Location labeling records:
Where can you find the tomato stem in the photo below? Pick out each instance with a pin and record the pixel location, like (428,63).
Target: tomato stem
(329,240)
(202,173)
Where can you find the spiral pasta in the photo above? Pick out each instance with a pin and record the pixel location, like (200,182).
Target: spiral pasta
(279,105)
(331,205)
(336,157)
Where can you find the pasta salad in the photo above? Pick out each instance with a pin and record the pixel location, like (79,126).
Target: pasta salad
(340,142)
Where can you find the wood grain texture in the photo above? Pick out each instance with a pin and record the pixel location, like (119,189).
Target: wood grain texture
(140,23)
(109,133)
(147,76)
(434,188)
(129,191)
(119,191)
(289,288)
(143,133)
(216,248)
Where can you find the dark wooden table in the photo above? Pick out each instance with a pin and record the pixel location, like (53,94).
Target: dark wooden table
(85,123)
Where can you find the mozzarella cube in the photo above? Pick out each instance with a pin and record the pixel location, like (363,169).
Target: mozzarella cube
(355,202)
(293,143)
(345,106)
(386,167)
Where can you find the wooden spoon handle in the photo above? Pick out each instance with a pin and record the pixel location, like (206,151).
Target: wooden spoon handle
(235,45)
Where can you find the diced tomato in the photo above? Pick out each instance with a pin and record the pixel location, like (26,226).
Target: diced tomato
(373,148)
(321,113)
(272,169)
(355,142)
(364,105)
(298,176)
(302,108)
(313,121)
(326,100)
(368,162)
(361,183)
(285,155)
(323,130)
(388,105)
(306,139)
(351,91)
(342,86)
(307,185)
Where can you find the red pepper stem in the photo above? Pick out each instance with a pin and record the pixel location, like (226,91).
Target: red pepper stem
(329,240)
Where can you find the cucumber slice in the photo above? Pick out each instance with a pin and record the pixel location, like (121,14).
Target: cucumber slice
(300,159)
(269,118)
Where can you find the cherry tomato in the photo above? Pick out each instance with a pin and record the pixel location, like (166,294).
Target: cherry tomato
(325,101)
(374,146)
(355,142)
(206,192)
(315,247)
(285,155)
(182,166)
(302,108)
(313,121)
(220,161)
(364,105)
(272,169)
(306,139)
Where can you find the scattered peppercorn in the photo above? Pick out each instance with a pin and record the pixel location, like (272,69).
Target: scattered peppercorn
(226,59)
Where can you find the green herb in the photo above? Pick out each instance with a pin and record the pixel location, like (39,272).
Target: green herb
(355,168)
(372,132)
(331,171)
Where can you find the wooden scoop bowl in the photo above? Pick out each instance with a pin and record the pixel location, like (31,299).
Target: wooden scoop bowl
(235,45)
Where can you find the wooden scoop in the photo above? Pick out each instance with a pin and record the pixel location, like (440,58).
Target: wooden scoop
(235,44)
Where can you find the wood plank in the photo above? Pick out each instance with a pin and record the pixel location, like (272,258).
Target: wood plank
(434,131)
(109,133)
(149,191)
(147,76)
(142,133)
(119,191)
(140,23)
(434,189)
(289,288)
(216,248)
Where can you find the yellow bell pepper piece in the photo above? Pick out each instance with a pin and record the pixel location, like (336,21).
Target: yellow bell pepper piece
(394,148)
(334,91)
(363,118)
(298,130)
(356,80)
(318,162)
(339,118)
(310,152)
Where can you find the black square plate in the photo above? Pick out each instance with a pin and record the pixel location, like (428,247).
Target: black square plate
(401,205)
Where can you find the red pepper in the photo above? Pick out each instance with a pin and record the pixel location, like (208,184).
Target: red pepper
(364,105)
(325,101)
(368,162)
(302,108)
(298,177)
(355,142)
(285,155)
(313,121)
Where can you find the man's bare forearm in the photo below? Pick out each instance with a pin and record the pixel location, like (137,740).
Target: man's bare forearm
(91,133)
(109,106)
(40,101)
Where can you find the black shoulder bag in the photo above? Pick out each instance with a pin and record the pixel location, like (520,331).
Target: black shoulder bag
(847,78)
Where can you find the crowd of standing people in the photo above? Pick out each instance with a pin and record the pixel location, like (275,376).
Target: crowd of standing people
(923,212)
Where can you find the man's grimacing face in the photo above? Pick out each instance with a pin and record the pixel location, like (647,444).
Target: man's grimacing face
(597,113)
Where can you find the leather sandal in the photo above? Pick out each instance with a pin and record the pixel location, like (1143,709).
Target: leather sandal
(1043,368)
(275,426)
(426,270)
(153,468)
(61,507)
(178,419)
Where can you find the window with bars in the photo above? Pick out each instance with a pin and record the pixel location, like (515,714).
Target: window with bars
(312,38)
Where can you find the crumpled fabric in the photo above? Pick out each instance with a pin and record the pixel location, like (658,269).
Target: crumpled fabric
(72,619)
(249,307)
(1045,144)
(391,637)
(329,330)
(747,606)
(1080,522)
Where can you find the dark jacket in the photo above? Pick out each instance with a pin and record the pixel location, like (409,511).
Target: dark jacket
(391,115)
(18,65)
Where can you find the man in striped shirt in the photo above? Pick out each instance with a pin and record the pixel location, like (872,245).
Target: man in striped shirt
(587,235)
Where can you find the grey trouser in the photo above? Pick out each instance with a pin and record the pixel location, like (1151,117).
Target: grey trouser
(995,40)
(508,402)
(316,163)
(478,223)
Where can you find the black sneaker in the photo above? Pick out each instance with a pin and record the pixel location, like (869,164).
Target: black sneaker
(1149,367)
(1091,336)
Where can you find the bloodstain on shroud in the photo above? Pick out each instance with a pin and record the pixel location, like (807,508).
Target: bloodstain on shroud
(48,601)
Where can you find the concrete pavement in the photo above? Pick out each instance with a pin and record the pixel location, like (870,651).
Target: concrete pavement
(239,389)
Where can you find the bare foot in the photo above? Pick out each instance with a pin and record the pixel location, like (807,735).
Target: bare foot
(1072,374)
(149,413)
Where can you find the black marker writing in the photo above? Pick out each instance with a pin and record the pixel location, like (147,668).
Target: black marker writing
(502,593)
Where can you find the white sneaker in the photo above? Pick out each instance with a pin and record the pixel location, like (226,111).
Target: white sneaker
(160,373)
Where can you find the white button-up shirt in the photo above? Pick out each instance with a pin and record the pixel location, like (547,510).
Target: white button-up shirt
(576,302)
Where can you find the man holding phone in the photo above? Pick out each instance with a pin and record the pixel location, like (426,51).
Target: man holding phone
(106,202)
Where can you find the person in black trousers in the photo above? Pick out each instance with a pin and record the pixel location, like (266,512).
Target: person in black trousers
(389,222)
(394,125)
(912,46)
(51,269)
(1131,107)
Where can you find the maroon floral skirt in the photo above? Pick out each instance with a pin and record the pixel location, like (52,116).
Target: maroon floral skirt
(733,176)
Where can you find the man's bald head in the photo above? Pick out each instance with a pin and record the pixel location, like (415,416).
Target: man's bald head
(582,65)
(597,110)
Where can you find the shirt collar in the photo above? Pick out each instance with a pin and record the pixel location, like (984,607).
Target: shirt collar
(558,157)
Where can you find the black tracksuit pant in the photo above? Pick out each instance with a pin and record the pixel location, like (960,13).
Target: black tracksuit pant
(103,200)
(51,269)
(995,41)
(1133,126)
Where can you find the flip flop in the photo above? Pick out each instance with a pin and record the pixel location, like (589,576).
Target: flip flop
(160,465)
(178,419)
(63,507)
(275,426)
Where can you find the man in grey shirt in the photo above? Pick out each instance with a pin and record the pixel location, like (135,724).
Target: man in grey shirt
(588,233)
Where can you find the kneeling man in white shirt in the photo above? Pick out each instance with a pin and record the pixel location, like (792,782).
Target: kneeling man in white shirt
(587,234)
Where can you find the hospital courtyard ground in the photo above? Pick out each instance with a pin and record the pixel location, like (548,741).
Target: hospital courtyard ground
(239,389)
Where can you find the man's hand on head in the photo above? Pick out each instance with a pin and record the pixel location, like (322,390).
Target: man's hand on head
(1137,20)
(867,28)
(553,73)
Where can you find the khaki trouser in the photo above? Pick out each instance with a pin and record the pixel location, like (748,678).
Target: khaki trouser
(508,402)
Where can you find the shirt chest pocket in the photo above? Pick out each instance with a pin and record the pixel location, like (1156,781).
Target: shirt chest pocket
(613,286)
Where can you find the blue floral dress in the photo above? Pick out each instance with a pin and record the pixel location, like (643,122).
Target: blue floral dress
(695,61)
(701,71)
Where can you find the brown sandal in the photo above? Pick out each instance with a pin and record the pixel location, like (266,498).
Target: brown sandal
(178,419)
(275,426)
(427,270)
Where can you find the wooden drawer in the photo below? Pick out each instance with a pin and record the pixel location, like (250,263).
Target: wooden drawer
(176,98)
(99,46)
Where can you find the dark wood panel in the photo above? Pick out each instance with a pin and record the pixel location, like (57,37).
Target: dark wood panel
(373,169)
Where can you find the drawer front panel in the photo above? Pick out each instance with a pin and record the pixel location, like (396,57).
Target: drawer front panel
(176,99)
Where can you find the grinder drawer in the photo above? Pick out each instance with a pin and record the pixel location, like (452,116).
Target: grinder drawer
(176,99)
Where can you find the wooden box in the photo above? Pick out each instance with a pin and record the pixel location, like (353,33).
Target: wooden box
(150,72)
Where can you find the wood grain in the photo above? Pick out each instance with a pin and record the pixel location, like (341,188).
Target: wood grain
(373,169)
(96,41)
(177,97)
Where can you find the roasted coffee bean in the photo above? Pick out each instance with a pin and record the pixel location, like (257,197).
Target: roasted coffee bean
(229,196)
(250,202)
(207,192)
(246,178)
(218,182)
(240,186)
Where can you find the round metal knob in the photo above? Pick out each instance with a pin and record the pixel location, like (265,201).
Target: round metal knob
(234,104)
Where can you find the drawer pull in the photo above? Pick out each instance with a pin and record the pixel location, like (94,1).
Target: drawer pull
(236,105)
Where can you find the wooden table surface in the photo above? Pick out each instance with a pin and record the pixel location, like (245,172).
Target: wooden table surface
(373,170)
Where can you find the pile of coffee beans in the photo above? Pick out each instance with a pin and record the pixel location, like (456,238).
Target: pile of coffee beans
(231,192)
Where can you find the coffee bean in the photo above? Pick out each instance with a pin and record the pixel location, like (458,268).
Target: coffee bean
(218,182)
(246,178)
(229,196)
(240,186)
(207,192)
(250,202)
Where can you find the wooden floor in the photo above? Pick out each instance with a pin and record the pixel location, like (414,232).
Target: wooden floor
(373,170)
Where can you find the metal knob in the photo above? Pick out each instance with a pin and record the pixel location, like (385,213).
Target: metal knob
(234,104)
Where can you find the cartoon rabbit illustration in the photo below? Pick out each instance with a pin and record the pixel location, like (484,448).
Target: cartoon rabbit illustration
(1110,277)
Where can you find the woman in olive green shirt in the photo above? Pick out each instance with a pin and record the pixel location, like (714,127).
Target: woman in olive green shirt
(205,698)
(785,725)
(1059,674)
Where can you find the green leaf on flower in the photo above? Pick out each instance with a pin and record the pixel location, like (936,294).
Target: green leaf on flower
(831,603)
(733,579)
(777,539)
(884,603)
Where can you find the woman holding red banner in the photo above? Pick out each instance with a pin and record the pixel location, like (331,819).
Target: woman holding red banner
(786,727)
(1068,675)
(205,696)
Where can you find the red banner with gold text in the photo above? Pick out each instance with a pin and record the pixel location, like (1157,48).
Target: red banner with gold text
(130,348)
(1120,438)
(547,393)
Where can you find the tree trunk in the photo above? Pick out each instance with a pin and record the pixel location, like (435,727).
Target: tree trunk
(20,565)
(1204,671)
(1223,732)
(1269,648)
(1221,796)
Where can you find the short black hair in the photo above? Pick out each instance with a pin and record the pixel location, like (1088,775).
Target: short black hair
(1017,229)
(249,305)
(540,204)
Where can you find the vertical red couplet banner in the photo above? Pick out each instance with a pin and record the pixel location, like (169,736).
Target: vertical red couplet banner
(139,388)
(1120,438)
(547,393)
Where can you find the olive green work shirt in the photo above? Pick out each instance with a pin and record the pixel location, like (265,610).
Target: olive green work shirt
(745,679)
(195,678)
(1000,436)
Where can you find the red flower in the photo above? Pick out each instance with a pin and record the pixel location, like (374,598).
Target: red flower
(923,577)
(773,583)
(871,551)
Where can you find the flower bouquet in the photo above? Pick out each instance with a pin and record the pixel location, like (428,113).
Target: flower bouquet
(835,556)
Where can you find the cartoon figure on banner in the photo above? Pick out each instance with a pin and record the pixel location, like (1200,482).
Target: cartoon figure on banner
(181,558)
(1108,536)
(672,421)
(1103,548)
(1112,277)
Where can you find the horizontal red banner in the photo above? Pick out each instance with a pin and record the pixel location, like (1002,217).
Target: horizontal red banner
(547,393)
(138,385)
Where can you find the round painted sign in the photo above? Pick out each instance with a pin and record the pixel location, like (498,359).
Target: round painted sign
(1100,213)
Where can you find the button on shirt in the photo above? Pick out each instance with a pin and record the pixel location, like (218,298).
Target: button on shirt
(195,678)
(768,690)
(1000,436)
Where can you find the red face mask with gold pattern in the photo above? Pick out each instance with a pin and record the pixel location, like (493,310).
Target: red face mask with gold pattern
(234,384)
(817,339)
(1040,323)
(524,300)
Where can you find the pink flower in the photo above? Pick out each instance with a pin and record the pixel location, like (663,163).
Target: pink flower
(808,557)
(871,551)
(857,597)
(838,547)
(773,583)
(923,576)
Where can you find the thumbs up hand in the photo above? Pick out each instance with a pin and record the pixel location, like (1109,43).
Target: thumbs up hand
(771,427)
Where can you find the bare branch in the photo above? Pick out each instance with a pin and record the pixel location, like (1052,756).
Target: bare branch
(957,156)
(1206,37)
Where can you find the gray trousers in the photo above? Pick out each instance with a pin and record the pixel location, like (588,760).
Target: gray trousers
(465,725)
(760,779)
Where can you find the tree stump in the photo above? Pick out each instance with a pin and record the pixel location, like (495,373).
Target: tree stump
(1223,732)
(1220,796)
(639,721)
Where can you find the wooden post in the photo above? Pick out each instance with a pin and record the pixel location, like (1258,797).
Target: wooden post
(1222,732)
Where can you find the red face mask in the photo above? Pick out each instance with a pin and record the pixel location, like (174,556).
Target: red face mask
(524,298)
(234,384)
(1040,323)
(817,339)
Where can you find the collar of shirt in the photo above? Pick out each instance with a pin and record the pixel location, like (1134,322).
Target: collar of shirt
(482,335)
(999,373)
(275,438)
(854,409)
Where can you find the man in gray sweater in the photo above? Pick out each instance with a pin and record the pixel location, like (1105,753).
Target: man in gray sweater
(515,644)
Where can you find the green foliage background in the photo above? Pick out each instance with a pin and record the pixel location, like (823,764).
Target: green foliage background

What this task involves
Repeat exactly the lines from the line containing "Where can you find the wooden post" through the end of the listing above; both boundary lines are part of the output.

Response for this exercise
Where can you find the wooden post in the photo above? Pick out each instance with a pin and record the pixel location, like (1258,797).
Target: wooden post
(1222,732)
Where can you find the red face mask in the photo above? Pick out each instance with a pin and record the pixel location, like (174,556).
Target: red face mask
(524,298)
(234,384)
(1040,323)
(817,339)
Where can you find the collar of shirt in the photo above? Pick out each instance with a pin and record the pixel location, like (1134,322).
Target: collar of shirt
(482,335)
(999,373)
(275,438)
(854,409)
Where can you find the man in gray sweater in the photo above? Pick out each instance with a pin and record the pixel location, like (1105,753).
Target: man in gray sweater
(515,644)
Where can you find the green foliage background in the photo above? Pick out each instance with a pin and record the pixel location, like (823,764).
Target: green foliage background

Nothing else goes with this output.